(Given records)
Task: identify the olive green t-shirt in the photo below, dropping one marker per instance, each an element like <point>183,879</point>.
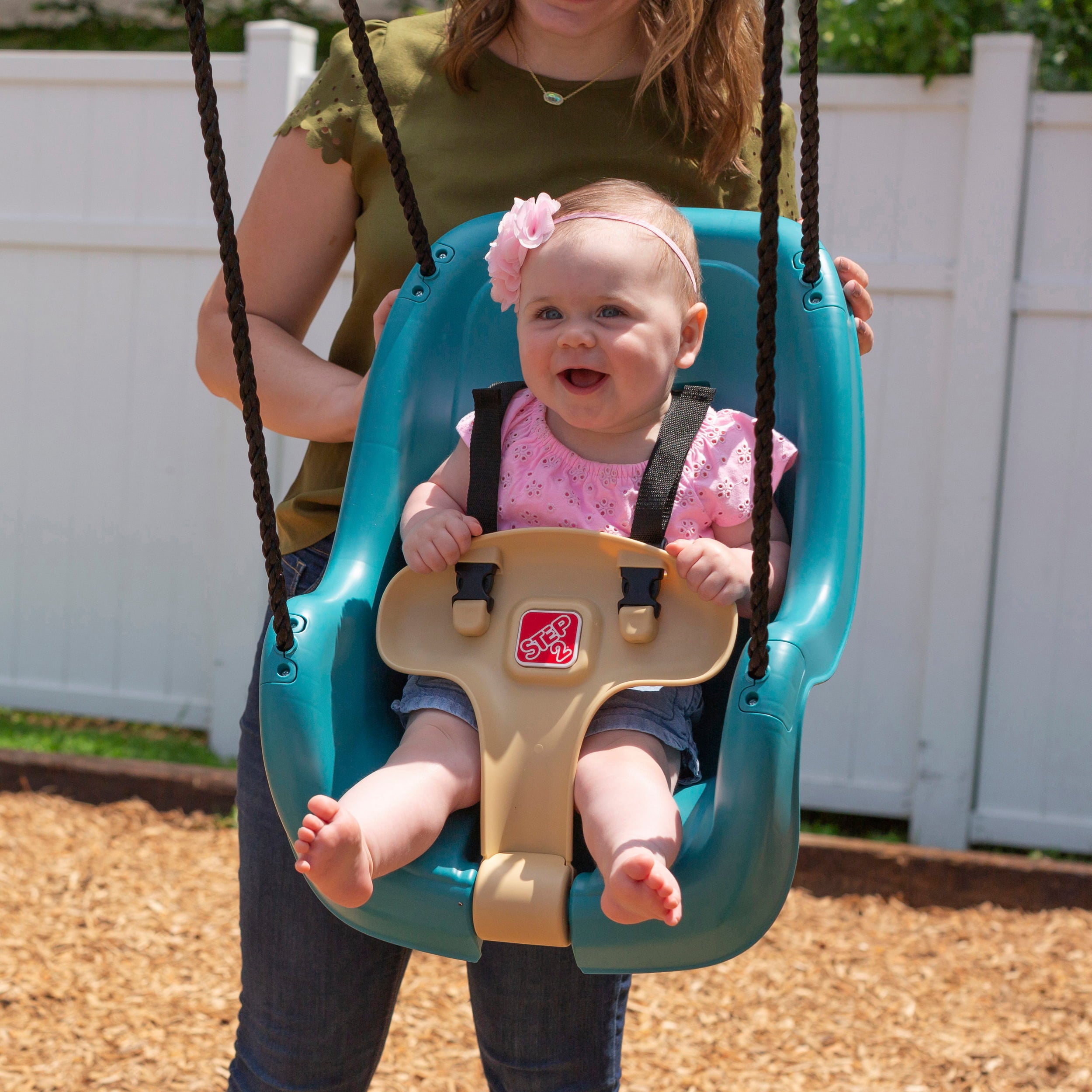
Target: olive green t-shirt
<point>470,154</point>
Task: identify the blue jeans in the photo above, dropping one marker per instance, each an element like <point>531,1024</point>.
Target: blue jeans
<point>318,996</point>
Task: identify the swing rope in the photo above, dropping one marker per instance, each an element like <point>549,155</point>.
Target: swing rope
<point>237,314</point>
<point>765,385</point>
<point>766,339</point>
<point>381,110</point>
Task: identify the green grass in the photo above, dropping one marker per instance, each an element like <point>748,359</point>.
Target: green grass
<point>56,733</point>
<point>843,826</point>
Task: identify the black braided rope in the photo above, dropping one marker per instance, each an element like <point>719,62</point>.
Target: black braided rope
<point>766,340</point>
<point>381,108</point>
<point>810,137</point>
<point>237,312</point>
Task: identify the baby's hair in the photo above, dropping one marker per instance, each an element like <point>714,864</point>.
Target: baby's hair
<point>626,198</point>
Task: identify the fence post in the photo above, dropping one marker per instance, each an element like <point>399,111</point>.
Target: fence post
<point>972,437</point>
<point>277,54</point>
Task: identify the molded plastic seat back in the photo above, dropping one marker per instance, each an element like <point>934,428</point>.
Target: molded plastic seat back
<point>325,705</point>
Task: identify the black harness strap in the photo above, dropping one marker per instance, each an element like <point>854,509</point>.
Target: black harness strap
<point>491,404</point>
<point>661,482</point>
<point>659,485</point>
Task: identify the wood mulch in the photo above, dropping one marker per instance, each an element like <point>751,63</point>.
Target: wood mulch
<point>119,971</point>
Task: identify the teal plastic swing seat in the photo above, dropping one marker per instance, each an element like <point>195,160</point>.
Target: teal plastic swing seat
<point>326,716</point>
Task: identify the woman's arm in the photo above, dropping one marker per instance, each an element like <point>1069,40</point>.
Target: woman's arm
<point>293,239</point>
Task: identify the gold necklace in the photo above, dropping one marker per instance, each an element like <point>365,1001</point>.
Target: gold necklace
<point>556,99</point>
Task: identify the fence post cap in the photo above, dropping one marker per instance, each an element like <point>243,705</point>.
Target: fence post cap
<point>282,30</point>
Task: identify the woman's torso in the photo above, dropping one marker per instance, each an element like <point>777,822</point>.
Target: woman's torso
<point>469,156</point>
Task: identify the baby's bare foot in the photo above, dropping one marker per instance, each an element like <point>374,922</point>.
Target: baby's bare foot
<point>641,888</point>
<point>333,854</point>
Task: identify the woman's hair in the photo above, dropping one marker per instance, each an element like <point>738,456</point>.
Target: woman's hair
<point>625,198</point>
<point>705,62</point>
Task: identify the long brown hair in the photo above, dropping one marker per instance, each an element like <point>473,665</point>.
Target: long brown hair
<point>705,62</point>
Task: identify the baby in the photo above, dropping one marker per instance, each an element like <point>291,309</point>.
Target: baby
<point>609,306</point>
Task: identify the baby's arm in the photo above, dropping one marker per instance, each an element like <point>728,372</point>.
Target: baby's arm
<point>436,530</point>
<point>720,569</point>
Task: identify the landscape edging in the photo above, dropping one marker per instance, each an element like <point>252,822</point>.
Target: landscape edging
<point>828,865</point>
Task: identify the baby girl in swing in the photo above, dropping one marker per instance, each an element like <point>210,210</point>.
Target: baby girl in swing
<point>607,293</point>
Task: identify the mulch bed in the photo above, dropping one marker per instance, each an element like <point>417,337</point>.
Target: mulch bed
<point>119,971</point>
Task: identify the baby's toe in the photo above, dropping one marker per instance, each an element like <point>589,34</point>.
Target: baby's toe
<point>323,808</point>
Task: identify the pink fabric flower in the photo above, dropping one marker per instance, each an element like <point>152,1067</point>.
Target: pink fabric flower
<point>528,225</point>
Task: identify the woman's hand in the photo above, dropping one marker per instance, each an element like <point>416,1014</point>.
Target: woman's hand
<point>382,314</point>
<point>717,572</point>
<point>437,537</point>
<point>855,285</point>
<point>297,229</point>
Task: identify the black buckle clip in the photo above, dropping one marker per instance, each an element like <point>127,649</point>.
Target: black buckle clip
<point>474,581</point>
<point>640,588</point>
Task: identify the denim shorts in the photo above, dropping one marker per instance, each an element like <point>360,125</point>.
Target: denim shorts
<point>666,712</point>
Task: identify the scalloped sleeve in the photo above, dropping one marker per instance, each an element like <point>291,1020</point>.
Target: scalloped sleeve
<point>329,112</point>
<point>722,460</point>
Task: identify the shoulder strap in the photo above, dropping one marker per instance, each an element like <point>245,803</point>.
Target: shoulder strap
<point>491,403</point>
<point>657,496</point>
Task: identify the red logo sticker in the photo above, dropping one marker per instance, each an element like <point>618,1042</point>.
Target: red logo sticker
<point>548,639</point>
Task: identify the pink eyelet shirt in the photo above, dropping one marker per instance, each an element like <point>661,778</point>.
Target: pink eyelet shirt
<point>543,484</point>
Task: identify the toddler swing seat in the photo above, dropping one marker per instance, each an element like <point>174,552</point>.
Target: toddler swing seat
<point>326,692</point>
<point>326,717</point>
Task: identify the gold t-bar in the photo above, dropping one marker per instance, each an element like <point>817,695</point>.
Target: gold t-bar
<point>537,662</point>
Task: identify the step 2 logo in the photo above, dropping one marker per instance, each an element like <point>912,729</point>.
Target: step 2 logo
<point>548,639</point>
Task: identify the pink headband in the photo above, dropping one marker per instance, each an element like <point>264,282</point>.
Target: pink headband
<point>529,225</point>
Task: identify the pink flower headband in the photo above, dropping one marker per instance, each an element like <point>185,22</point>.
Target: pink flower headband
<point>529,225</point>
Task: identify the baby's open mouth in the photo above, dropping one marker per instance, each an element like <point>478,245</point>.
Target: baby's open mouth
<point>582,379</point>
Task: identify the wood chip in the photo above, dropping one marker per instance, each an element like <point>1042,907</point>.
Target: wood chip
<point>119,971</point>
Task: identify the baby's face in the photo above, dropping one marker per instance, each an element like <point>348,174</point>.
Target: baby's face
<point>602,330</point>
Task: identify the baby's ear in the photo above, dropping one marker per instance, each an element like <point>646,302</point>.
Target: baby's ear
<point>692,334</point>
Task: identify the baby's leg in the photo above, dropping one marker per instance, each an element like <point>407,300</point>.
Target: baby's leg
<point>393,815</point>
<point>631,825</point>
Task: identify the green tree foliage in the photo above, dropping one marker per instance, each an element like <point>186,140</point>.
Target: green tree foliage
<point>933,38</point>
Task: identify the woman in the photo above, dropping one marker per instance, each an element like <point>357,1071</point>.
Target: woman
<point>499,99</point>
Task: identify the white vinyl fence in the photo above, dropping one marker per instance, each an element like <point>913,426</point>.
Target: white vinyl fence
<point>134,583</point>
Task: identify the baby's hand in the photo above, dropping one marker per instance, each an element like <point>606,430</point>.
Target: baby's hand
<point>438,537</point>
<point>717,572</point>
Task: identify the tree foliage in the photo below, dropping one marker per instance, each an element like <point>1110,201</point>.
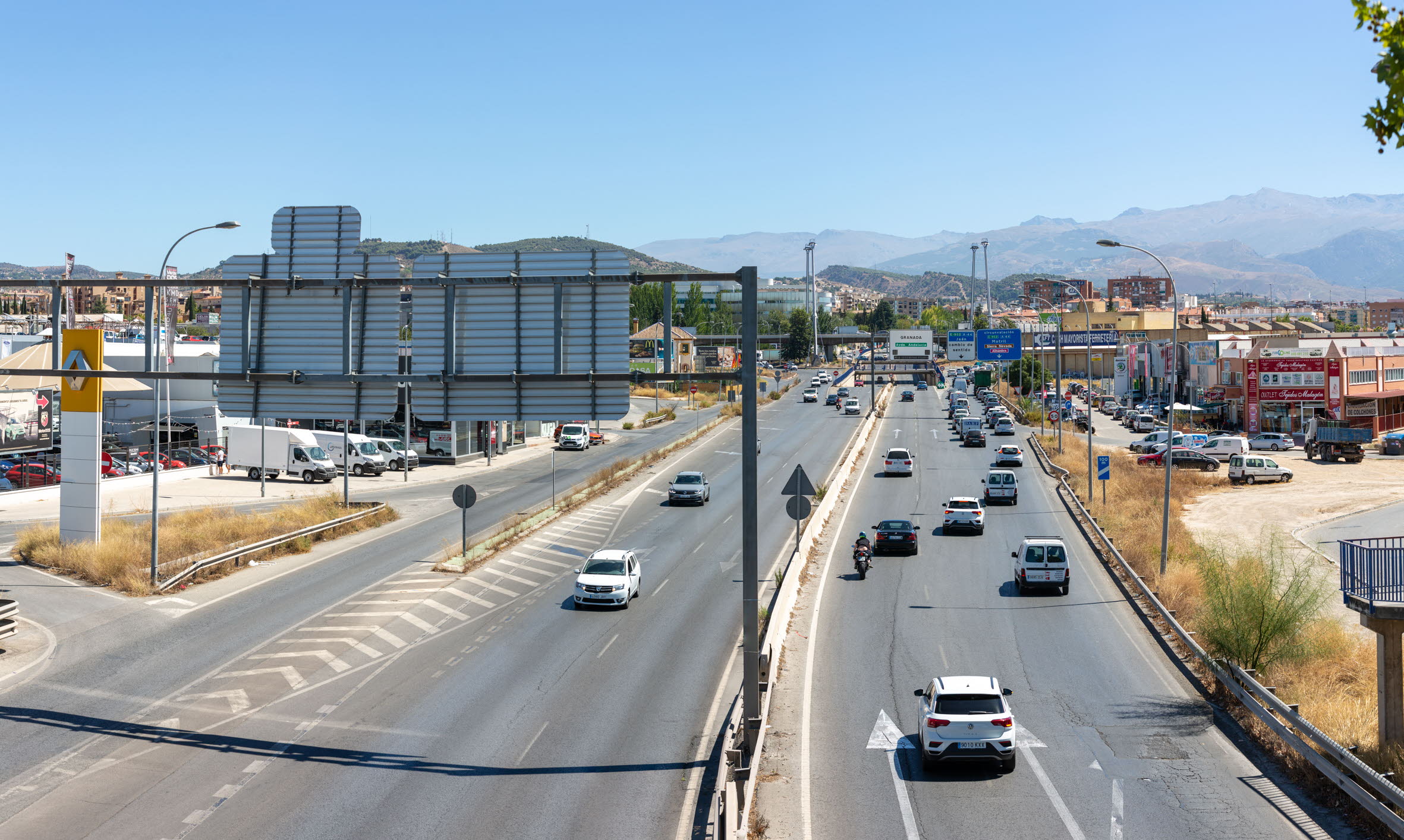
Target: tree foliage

(Your task)
Can you copy all of the data above line for line, without changing a word, and leave the pictures out?

(Final result)
Task: identify the olive green t-shirt in the photo below, dropping one marker per instance, each an element like <point>183,879</point>.
Target: olive green t-shirt
<point>470,154</point>
Task: identify the blue jeans in the photo above, dropping one marker per instance, each an element like <point>531,1024</point>.
Target: blue jeans
<point>318,996</point>
Task: identify the swing rope in the photo above, dropping one marker per instance, each an element like <point>549,155</point>.
Target: swing rope
<point>237,314</point>
<point>765,385</point>
<point>766,339</point>
<point>381,110</point>
Task: identify the green grass in the photo above, dropping one marker per instance, each an element like <point>748,359</point>.
Target: green grass
<point>56,733</point>
<point>843,826</point>
Task: identify the black braided rope in the photo above, dropping one marker per instance, each an element like <point>719,62</point>.
Target: black braided rope
<point>766,340</point>
<point>381,108</point>
<point>810,137</point>
<point>237,312</point>
Task: identify the baby's hair in the photo above, dropping one marker per instance, each an element like <point>714,864</point>.
Target: baby's hair
<point>626,198</point>
Task: identify the fence post in the photo above, dropping one marker per instance, each an element like <point>399,111</point>.
Target: fence post
<point>972,437</point>
<point>277,54</point>
Task: identify the molded plastic seat back in the photo above, dropping one marker per instance, each an element like <point>934,428</point>.
Target: molded plastic seat back
<point>325,705</point>
Task: identify the black harness strap in the photo above, dropping one marker per instance, each an element like <point>854,509</point>.
Target: black harness strap
<point>491,404</point>
<point>661,482</point>
<point>659,485</point>
Task: identify the wood mulch in the photo above, dropping one marker per instance, each an element like <point>751,63</point>.
Target: wood mulch
<point>119,971</point>
Task: identify the teal plastic swing seat in the photo above, dropping one marker per instance, each an element like <point>195,160</point>.
Target: teal plastic swing seat
<point>326,716</point>
Task: identify the woman's arm in the photo above, dropping one marker per instance, each an element like <point>1069,40</point>.
Target: woman's arm
<point>293,239</point>
Task: identify the gold necklace in the photo above, dropping one marker per instance, each an element like <point>365,1001</point>.
Target: gold necklace
<point>556,99</point>
Task: identify the fence post cap in the photo above, dropping one marker per instance, each an element like <point>243,705</point>.
Target: fence post cap
<point>282,30</point>
Task: identify the woman's torso in the photo above, dropping one marker per instance, each an element like <point>777,822</point>.
Target: woman's torso
<point>469,156</point>
Task: identify the baby's bare foot in the photo above, dropping one marker per instance, each an element like <point>374,922</point>.
Target: baby's bare foot
<point>641,888</point>
<point>333,854</point>
Task: identify the woman's hair in the photo above, dropping one marker per instance, each an element like <point>738,456</point>.
Target: woman's hair
<point>625,198</point>
<point>705,62</point>
Task: identify the long brown hair in the photo above, dropping one marker per instance, each an element like <point>473,665</point>.
Target: long brown hair
<point>705,62</point>
Task: identify the baby in the photo above, dropping one marker per instance, each an element like <point>291,309</point>.
Target: baby
<point>609,306</point>
Task: identify the baby's arm in the photo above, dropping one marker per instance, each an element like <point>728,372</point>.
Target: baby's arm
<point>436,530</point>
<point>720,569</point>
Task: identify the landscape edging in the photo above, dropping one marker per instance, each an element like <point>252,822</point>.
Target: landscape edging
<point>828,865</point>
Task: identify the baby girl in swing in the photo above, dropping one marker per instance, each an element like <point>210,210</point>.
Target: baby girl in swing
<point>607,293</point>
Task: identify the mulch bed in the photo above, dropping one marker per instance, each an element like <point>417,337</point>.
Target: mulch bed
<point>119,971</point>
Task: identify the baby's toe in the photo above, dropping one marker per instance, each an element like <point>589,34</point>.
Target: baby's toe
<point>323,808</point>
Task: identify the pink fabric flower in the photo above, dropping one marker per instance, each an element like <point>152,1067</point>.
Target: pink fabric flower
<point>528,225</point>
Task: identify the woman's hand in the photo above, dropping one marker per instance, each an element like <point>416,1014</point>.
Target: woman's hand
<point>382,314</point>
<point>717,572</point>
<point>437,537</point>
<point>855,285</point>
<point>297,229</point>
Task: identify the black buckle clip in the photo above, dropping one marker per instance, each an element like <point>127,649</point>.
Target: black buckle clip
<point>474,581</point>
<point>640,588</point>
Task: identify the denim shorts in the photo above, dropping one marker per instance, each an element like <point>360,125</point>.
Target: denim shorts
<point>666,712</point>
Task: identify the scalloped sleeve in the photo above, dropping one marker per instance, each an element like <point>291,1020</point>.
Target: scalloped sleeve
<point>329,112</point>
<point>722,460</point>
Task: identify the shoulder strap in the photo above, dropping one marker per instance, each an element like <point>245,803</point>.
Target: shoulder strap
<point>491,403</point>
<point>657,496</point>
Task: identify the red logo sticker in the photo above, dropping one marker per instance, each an element like <point>618,1042</point>.
Target: red logo sticker
<point>548,639</point>
Task: identify the pink eyelet shirt in the photo above, dropping one marker per instance, each an element like <point>661,778</point>.
Target: pink eyelet shirt
<point>543,484</point>
Task: identify the toddler swing seat in the photo above, dropping one marker per instance, each an element like <point>174,552</point>.
Target: toddler swing seat
<point>326,692</point>
<point>326,717</point>
Task: identify the gold t-bar in the photo above, dropping one marker per instance, each an element like <point>817,695</point>.
Target: gold t-bar
<point>537,662</point>
Task: identify the step 2 logo in the photo above, dropping one marker per instance, each an element like <point>912,729</point>.
Target: step 2 logo
<point>548,639</point>
Task: identify the pink headband in the photo above, dropping one marker per instance, each an element like <point>264,282</point>.
Target: pink headband
<point>529,225</point>
Task: identify the pink flower headband in the photo above, dropping one marker per instance, each an element like <point>185,22</point>.
Target: pink flower headband
<point>529,225</point>
Task: identify the baby's open mouth in the photo above, dropping one marker per instance, each an element like <point>478,245</point>.
Target: baby's open mouth
<point>582,379</point>
Task: identify the wood chip in the photo above, dropping one marker per instance, each an element like <point>1042,907</point>.
Target: wood chip
<point>119,971</point>
Task: identify the baby's face in the photo above, dropping one marker per instance, each an element like <point>348,174</point>.
Target: baby's face
<point>602,330</point>
Task: identify the baby's ear in the photo above, dropping one marker per instance, each an element like <point>646,302</point>.
Target: baby's ear
<point>692,334</point>
Task: identify the baby's leg in the photo above, dropping one marker per instance, each an element like <point>407,300</point>.
Target: baby's leg
<point>393,815</point>
<point>631,825</point>
Task: identify the green tree foliage in the photo above, dropping one marker per instance, each an element like <point>186,140</point>.
Target: green tree foliage
<point>933,38</point>
Task: identify the woman in the photo above, dropping one marker per instance, each an element like <point>357,1071</point>.
Target: woman
<point>499,99</point>
Task: identify the white vinyl fence in the photo above, dropping one marker per instance, each an element like <point>913,426</point>.
Target: white vinyl fence
<point>134,583</point>
Task: identify the baby's hand in the photo above, dropping one marker per instance, each an element like <point>606,430</point>.
Target: baby's hand
<point>438,537</point>
<point>717,572</point>
Task: identify the tree foliage in the photo below, dropping one marker per instance, each an element like <point>1110,201</point>.
Target: tree foliage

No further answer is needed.